- **Work item**:
Starting with the line that contains "One marker serves each instance of the black", reproduce each line through the end of the listing below, with no other output.

- **Material for this exercise**:
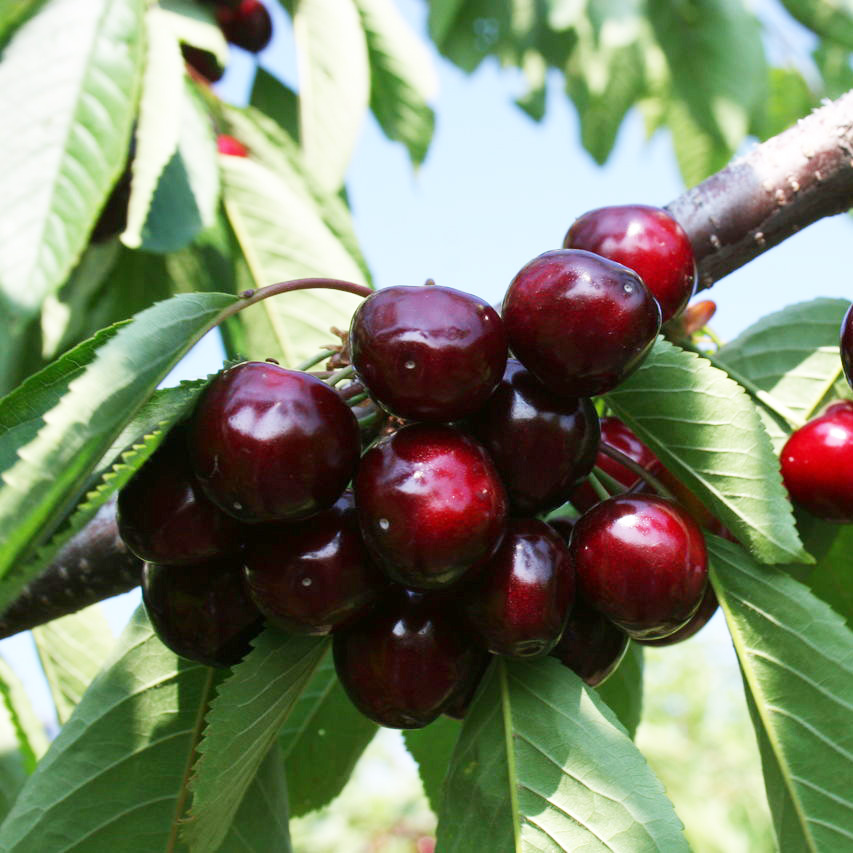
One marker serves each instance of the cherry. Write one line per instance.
(428, 353)
(847, 344)
(616, 434)
(246, 24)
(269, 443)
(408, 661)
(579, 322)
(163, 515)
(647, 240)
(312, 578)
(591, 645)
(518, 602)
(541, 444)
(707, 608)
(201, 612)
(641, 561)
(817, 464)
(430, 503)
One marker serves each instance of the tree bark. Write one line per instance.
(759, 200)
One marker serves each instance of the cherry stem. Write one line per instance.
(642, 473)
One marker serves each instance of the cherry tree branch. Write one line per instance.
(755, 203)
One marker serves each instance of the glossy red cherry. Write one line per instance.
(246, 24)
(428, 353)
(616, 434)
(201, 612)
(541, 444)
(647, 240)
(847, 344)
(405, 663)
(272, 444)
(591, 645)
(641, 561)
(430, 503)
(312, 577)
(163, 515)
(698, 620)
(817, 465)
(518, 603)
(579, 322)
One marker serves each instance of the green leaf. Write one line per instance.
(796, 656)
(706, 431)
(66, 135)
(72, 651)
(832, 19)
(432, 748)
(543, 764)
(283, 235)
(243, 724)
(119, 767)
(29, 729)
(334, 85)
(623, 690)
(321, 741)
(118, 372)
(402, 77)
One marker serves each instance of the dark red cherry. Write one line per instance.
(430, 503)
(641, 561)
(163, 515)
(428, 353)
(246, 24)
(407, 661)
(541, 444)
(518, 603)
(847, 345)
(616, 434)
(202, 612)
(817, 465)
(647, 240)
(312, 577)
(272, 444)
(591, 645)
(579, 322)
(707, 608)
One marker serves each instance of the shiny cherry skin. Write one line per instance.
(641, 561)
(542, 445)
(579, 322)
(246, 24)
(201, 612)
(163, 515)
(312, 577)
(616, 434)
(431, 504)
(817, 465)
(406, 662)
(271, 444)
(428, 353)
(698, 620)
(518, 602)
(649, 241)
(591, 645)
(847, 344)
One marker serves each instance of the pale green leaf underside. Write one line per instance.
(796, 656)
(706, 431)
(242, 725)
(543, 765)
(65, 140)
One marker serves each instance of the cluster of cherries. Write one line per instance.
(244, 23)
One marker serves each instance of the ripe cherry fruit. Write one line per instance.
(271, 444)
(579, 322)
(641, 561)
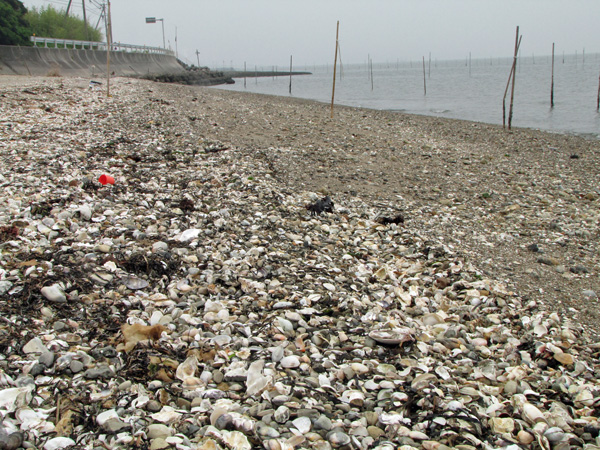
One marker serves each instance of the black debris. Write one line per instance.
(387, 220)
(323, 205)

- **Response area**:
One marker serves each instance of the black debris. Write one line per instance.
(387, 220)
(323, 205)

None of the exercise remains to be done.